* Work to do:
Each entry below is to be duplicated verbatim.

** start Supplied records **

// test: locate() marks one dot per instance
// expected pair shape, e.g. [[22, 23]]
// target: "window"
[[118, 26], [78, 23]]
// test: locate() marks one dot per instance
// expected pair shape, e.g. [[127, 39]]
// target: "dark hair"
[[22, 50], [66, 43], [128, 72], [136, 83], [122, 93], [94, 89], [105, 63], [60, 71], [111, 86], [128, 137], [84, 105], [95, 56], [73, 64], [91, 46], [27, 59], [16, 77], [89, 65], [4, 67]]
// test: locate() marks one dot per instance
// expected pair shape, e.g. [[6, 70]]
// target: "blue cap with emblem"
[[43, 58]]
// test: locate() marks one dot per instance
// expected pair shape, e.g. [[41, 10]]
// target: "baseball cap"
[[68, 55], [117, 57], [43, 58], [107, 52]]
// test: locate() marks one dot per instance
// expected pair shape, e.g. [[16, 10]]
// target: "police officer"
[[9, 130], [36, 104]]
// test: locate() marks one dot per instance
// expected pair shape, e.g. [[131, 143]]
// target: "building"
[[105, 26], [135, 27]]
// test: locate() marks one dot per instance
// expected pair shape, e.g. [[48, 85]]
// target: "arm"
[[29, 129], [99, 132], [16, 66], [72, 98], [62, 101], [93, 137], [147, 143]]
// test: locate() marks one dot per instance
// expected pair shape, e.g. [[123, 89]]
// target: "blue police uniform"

** end Supplied records **

* Answer to the task:
// test: locate() marks one dot per instance
// expected pair shape, e.g. [[22, 23]]
// target: "window"
[[118, 26], [78, 23]]
// test: locate() marks one dot per instance
// expected pair shape, e.g. [[127, 39]]
// target: "dark hair"
[[22, 50], [66, 43], [128, 72], [136, 83], [122, 93], [94, 89], [105, 63], [60, 71], [111, 86], [128, 137], [84, 105], [95, 56], [73, 64], [91, 46], [27, 59], [16, 77], [89, 65], [4, 67]]
// test: locate() marks one dot per instance
// expected pair shape, e.g. [[6, 70]]
// target: "blue cap with emblem"
[[43, 58]]
// test: locate() marks one dot per instance
// expected pair shape, e.g. [[41, 10]]
// target: "baseball cap"
[[68, 55], [117, 57], [43, 58], [107, 52]]
// test: locate() marks one dot per instance
// expected pair shape, e.g. [[16, 10]]
// target: "police officer"
[[9, 130], [36, 104]]
// test: locate() marks one dot per instance
// expected pair shape, e.g. [[131, 143]]
// target: "building"
[[105, 26], [135, 27]]
// test: locate() marks one dot per instance
// expected pair shape, e.g. [[48, 85]]
// target: "arm"
[[29, 129], [99, 132], [16, 66], [72, 98], [62, 101], [93, 137], [147, 143]]
// test: locate() marks one dot per instance
// expected pair shape, e.g. [[123, 89]]
// target: "blue police uniform"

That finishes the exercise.